They’re not, for sure.

Yeah. Yeah, they’re not.

But I think that, that… The point that we’re both talking about here is, that in the absence of a need to have an income, is there something else that motivates people to say, I want to do something meaningful; I want to have a career; I don’t need the career in order to have money, but I know that I need it in the sense that I want to have some sense of personal value?

Yes, exactly.

That I’ve done something that’s worth talking about.

Exactly, and I feel that I was very fortunate that it occurred to me, and I think probably it’s because of the kind of people that I was around, my family and my family’s friends; that it occurred to me, I noticed that those who are helping others in some way, it seemed to lead to happiness pretty reliably. And so, I got very interested in helping others and I tried out some teaching and other ways that I could do that and eventually found my way into the work that I do now. I think that really for me it was just wanting to have a meaningful life, and knowing that I was not going to get that on a silver platter. I sometimes say we can inherit all kinds of assets in life. In fact, everybody inherits some kinds of assets from parents. And for some people it’s great intellect, and for others it’s athletic ability, and for others it is amazing good looks, or it could be financial resources. It could be the quality of resourcefulness.

> _Problem_
Copy out the stretch of the conversation from "They’re not, for" through "worth talking about.", changing "career" to "profession" wherever it occurs. Work from the conversation alone.

> _Entries shown_
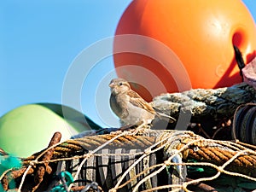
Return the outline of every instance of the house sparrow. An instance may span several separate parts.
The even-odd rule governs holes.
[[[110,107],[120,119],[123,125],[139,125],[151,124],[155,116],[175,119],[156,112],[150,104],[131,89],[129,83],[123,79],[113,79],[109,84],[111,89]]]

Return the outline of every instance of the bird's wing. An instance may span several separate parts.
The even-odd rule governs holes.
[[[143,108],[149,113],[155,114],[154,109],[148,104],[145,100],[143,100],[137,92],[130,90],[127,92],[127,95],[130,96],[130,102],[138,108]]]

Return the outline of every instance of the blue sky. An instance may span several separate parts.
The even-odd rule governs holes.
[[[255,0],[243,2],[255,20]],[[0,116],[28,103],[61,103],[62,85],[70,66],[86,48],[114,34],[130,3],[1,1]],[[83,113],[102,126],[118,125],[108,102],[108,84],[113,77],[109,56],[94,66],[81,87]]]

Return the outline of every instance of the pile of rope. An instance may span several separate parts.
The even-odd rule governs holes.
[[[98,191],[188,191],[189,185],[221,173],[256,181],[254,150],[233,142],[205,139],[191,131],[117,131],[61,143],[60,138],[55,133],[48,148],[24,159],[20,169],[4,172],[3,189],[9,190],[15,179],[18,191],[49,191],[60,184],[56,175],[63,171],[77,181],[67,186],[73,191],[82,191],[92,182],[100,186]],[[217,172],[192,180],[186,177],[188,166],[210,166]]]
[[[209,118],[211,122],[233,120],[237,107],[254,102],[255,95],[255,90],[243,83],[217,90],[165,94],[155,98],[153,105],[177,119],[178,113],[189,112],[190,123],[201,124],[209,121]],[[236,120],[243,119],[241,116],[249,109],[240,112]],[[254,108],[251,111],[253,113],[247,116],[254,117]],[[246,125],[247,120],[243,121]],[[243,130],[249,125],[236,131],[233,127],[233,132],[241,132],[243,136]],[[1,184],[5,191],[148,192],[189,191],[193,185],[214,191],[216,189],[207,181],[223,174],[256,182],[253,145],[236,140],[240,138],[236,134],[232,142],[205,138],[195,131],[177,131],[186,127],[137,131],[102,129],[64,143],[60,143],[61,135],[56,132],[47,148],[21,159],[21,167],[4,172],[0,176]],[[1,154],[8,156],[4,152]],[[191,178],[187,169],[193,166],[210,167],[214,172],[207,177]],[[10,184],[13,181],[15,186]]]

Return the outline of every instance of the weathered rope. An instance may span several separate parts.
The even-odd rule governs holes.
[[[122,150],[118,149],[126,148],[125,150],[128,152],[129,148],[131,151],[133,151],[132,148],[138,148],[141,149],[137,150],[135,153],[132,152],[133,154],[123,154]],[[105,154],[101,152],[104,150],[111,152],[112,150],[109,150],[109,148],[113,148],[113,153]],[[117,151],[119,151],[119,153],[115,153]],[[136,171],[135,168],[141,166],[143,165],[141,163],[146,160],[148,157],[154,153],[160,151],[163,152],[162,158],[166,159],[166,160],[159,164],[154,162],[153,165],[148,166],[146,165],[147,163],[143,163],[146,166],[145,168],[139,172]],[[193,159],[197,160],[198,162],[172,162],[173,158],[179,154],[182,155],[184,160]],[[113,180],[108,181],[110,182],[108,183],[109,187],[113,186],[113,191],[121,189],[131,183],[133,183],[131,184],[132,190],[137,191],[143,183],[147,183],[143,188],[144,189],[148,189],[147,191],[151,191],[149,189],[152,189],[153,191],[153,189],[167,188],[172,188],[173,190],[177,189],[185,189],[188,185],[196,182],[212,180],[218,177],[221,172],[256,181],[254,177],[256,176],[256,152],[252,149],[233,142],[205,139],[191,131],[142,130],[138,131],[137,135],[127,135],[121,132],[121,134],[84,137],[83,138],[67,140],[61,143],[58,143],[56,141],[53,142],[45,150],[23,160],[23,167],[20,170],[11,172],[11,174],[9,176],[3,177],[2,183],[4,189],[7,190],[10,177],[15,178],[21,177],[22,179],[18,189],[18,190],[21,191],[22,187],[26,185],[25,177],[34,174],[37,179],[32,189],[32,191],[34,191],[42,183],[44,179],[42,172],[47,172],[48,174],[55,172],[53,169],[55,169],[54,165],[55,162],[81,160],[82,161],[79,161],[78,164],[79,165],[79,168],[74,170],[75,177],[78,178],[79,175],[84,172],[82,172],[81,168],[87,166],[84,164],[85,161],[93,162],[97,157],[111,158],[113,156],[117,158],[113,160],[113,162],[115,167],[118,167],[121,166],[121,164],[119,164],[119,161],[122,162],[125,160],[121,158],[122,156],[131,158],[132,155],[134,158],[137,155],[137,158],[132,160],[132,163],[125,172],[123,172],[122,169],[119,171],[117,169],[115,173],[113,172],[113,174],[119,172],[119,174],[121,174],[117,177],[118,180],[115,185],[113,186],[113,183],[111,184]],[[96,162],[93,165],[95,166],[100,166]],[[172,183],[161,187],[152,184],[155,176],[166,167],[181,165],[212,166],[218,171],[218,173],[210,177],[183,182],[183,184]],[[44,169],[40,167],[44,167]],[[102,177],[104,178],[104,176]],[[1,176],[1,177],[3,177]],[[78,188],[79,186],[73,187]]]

> _Task result_
They’re not, for sure.

Yeah. Yeah, they’re not.

But I think that, that… The point that we’re both talking about here is, that in the absence of a need to have an income, is there something else that motivates people to say, I want to do something meaningful; I want to have a profession; I don’t need the profession in order to have money, but I know that I need it in the sense that I want to have some sense of personal value?

Yes, exactly.

That I’ve done something that’s worth talking about.